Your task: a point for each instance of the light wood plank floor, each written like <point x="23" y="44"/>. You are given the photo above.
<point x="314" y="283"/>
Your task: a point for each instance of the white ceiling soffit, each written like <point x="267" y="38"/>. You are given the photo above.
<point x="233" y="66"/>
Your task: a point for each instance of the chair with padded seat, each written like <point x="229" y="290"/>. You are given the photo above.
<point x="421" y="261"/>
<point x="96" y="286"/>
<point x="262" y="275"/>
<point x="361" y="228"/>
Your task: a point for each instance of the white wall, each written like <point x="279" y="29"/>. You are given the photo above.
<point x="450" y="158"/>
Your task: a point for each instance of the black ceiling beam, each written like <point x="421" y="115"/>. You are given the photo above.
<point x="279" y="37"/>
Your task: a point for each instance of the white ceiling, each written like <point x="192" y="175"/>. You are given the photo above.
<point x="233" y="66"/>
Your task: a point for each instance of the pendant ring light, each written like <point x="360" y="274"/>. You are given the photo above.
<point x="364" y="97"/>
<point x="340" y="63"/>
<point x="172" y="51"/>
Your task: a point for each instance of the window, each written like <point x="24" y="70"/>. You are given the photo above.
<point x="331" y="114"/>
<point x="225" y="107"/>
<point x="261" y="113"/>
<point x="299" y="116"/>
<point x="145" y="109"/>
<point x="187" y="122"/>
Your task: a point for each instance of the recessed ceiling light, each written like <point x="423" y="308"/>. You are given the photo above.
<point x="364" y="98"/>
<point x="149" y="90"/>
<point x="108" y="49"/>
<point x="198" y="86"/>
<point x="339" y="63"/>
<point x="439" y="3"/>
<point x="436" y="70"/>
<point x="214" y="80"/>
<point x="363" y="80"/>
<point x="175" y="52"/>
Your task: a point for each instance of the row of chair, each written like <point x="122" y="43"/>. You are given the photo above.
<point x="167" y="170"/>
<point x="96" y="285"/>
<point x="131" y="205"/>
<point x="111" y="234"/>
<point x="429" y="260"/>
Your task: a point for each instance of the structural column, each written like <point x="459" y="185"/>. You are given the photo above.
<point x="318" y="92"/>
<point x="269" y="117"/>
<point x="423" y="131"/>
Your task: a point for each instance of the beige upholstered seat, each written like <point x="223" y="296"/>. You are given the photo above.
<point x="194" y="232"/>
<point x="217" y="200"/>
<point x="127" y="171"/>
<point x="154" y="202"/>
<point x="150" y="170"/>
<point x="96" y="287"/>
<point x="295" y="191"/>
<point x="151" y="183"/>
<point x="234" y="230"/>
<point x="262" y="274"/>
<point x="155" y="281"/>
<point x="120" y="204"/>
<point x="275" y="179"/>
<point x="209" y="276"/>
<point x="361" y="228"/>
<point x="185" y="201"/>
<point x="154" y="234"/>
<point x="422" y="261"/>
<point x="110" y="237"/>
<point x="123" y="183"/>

━━━━

* **Directions**
Copy the records above, keeping every word the same.

* **Answer section**
Your task: a point for each instance of the light wood plank floor, each written like <point x="23" y="44"/>. You are given the photo above.
<point x="314" y="283"/>
Your task: a point for each instance of the white ceiling soffit, each written like <point x="267" y="38"/>. You are given the photo above.
<point x="233" y="66"/>
Your task: a point for each instance of the chair with padded seat, each written like <point x="229" y="290"/>. You are given the photo above.
<point x="421" y="261"/>
<point x="96" y="286"/>
<point x="262" y="275"/>
<point x="361" y="228"/>
Your task: a point for each instance of the white wall, each written like <point x="279" y="29"/>. You are given the photo above.
<point x="450" y="158"/>
Your task: a point for each instance of the black ceiling beam, each written like <point x="421" y="115"/>. You are given the photo above.
<point x="279" y="37"/>
Your task: a point for each instance of the white ceiling, each written like <point x="192" y="175"/>. You are given the photo above.
<point x="233" y="66"/>
Your task: a point for each instance of the pendant ring light, each written like <point x="360" y="274"/>. You are given the photo above.
<point x="364" y="97"/>
<point x="340" y="63"/>
<point x="172" y="51"/>
Your task: a point for each instance of the window, each written like <point x="24" y="70"/>. You are given the photo above.
<point x="331" y="114"/>
<point x="225" y="107"/>
<point x="261" y="113"/>
<point x="299" y="116"/>
<point x="145" y="109"/>
<point x="187" y="122"/>
Your task: a point for each instance of the recessed ceiling light, each written like <point x="423" y="308"/>. You are given the photo above.
<point x="364" y="98"/>
<point x="149" y="90"/>
<point x="108" y="49"/>
<point x="198" y="86"/>
<point x="339" y="63"/>
<point x="439" y="3"/>
<point x="436" y="70"/>
<point x="214" y="80"/>
<point x="363" y="80"/>
<point x="175" y="52"/>
Your task: a point for each instance of the row of chair, each written like <point x="122" y="43"/>. You are given the photo above.
<point x="167" y="170"/>
<point x="96" y="285"/>
<point x="131" y="205"/>
<point x="111" y="234"/>
<point x="429" y="260"/>
Your task: a point for each instance of the structural column, each written like <point x="459" y="185"/>. You are given the photo above.
<point x="318" y="92"/>
<point x="269" y="117"/>
<point x="423" y="131"/>
Your task: a point for each instance of the beige upholstered seat, each written like <point x="223" y="296"/>. You are given the photo above.
<point x="194" y="232"/>
<point x="217" y="200"/>
<point x="127" y="171"/>
<point x="154" y="202"/>
<point x="150" y="170"/>
<point x="96" y="287"/>
<point x="295" y="191"/>
<point x="151" y="183"/>
<point x="234" y="230"/>
<point x="262" y="274"/>
<point x="155" y="281"/>
<point x="120" y="204"/>
<point x="275" y="179"/>
<point x="209" y="276"/>
<point x="361" y="228"/>
<point x="185" y="201"/>
<point x="154" y="234"/>
<point x="422" y="261"/>
<point x="110" y="237"/>
<point x="123" y="183"/>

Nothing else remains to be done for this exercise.